STATED TASK: Swap every "pick planner" for "grasp planner" throughout the entries below and reproduce all of their lines, changing nothing else.

(Dataset records)
## BEGIN
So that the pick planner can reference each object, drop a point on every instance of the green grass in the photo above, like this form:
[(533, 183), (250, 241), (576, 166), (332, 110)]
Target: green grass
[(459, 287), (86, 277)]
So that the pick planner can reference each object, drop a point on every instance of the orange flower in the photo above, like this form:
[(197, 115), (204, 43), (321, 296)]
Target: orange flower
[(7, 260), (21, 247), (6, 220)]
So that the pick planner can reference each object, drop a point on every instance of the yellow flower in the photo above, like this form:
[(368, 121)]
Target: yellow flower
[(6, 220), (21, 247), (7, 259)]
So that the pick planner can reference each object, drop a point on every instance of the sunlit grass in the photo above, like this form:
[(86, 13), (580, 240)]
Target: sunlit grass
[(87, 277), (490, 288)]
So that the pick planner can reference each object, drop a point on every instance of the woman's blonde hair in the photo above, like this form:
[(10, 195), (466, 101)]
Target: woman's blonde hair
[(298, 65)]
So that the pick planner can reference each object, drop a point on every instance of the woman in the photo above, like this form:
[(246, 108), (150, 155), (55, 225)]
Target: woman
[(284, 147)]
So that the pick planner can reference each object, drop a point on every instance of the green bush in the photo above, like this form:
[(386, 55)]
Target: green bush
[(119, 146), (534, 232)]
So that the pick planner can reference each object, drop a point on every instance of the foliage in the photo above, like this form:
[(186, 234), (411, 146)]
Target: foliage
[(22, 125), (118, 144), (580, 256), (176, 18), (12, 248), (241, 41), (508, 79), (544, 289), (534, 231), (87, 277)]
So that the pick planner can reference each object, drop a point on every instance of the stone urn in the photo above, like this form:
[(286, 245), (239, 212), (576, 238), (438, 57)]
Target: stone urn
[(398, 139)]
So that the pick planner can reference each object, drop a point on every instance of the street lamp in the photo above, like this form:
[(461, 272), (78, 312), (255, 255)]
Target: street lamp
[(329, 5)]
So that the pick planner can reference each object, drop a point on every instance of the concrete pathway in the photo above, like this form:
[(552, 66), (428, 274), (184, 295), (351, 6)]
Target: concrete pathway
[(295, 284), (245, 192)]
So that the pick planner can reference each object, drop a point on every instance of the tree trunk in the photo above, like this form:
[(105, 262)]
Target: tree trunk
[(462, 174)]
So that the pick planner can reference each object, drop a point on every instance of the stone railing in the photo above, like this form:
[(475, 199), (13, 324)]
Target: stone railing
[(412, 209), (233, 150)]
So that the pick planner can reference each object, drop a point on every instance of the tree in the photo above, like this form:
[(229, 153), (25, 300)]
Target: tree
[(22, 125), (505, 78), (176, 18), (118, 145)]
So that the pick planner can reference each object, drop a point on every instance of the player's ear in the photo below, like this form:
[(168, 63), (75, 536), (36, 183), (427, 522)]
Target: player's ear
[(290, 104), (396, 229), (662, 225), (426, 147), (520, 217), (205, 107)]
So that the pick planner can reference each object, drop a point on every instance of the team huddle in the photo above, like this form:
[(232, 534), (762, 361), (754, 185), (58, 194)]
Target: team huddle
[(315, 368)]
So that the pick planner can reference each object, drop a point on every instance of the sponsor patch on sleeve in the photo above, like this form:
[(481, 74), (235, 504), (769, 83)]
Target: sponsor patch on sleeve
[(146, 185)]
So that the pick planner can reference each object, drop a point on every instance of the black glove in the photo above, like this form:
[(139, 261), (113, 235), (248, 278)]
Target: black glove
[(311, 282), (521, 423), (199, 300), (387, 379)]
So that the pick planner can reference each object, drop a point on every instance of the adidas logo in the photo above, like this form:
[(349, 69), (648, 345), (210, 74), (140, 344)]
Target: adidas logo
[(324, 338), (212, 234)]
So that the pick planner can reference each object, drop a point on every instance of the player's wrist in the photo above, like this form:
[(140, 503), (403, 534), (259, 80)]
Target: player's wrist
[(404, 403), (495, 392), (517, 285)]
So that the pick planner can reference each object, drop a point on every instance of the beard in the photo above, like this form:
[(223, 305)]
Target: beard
## END
WRITTEN REPLY:
So that the grasp planner can reference each object, drop a point on every instance of the green grass in the photo above, like this form:
[(533, 183), (250, 241), (576, 166), (332, 110)]
Target: green grass
[(459, 287), (86, 277)]
So that the grasp planner can reference each object, drop a point on every instance of the orange flower in the photo above, like this form:
[(197, 115), (204, 43), (321, 296)]
Target: orange flower
[(7, 260), (21, 247), (6, 220)]
So that the grasp planner can reference each object, drop a point on every instance of the yellow flower in the photo above, like this form:
[(368, 121)]
Target: yellow flower
[(6, 220), (21, 247), (7, 259)]
So that the grasp planner can reference each object, drop a point on every instance of the sunlit grass in the photo above, like this form:
[(86, 13), (580, 240)]
Target: sunlit grass
[(87, 277), (490, 288)]
So that the grasp planner can reference each object, drop a point on every instance of the woman's blonde hair in the photo above, like this form:
[(10, 195), (466, 101)]
Target: woman's blonde hair
[(298, 65)]
So that the grasp planner can reference each object, drop a point on every instance of the woman in the photo above, like this form:
[(246, 108), (150, 155), (55, 225)]
Target: woman
[(284, 147)]
So that the grasp planner can reference each object, drop a point on every instance of the green bush in the photo above, like this form:
[(386, 55)]
Target: green bush
[(119, 146), (534, 232)]
So that the grasp planner can reference each object, drop a point on every instance of the foliage in the photo above, like this form:
[(186, 234), (411, 146)]
Target: foliage
[(22, 125), (118, 144), (580, 256), (176, 18), (12, 248), (241, 41), (508, 79), (544, 289), (534, 231), (87, 277)]
So that the grasp planner can reference each object, drop a point on every instance of the stone urn in the photo above, like this form:
[(286, 245), (239, 212), (576, 238), (438, 57)]
Target: stone urn
[(398, 139)]
So that the grasp planner can reference each object, drop a point on every instance of the street lamp in the photo above, like this form:
[(461, 272), (78, 312), (255, 255)]
Target: street lamp
[(329, 5)]
So that the grasp planner can reference each object, drop a point on every instance of the concrete pathway in the photo above, like this form:
[(552, 66), (428, 274), (184, 295), (351, 6)]
Target: concrete pathway
[(295, 284), (245, 192)]
So that the grasp planner can reference each object, drop a point on every instance of the tree trunk in the photo above, like this form:
[(105, 262)]
Target: tree trunk
[(462, 174)]
So that the grasp planner can reference each object, drop a point on every instance of the stone railing in the photo above, like this form:
[(475, 199), (13, 324)]
Target: stone railing
[(412, 209), (233, 150)]
So that the grasp planner can reference each object, drop a point on every instance of the tree in the photo above, like this form:
[(229, 153), (25, 300)]
Target: tree
[(22, 125), (505, 78), (176, 18), (118, 145)]
So that the grasp planner can reference each object, drop a point on every instance of the player's ear in the photo below, like this form:
[(168, 63), (75, 536), (36, 183), (427, 522)]
Target: player's ear
[(290, 104), (396, 229), (662, 225), (426, 147), (520, 217), (205, 107)]
So that the grasp planner can reference each object, drop a point on every instance of the team huddle in the photo above, like this form:
[(232, 534), (762, 361), (754, 185), (58, 194)]
Target: team huddle
[(315, 368)]
So that the grasp planner can reference each object, drop a point on every instance of the sponsor patch on sleeve in the photo above, like this form:
[(481, 74), (235, 504), (769, 83)]
Target: sponsor patch on sleeve
[(146, 185)]
So that the grasp planner can reference each object, drop a point on every instance of the black glove in the photo above, like this form:
[(139, 261), (113, 235), (248, 278)]
Target: black glove
[(311, 282), (521, 423), (199, 300), (387, 379)]
So that the grasp planner can reference each object, drop a point on every instance of the adidas logo in the photo above, like this form:
[(349, 69), (648, 345), (210, 74), (140, 344)]
Target: adidas logo
[(324, 338), (212, 234)]
So that the grasp planner can reference each object, drop a point on every instance of the player's wrist in the photo above, like this form:
[(140, 503), (403, 534), (259, 80)]
Target: player's wrist
[(404, 403), (495, 392), (517, 285)]
So that the grasp planner can reference each object, drop a point on every instance of the beard in the photo above, like this form:
[(223, 305)]
Target: beard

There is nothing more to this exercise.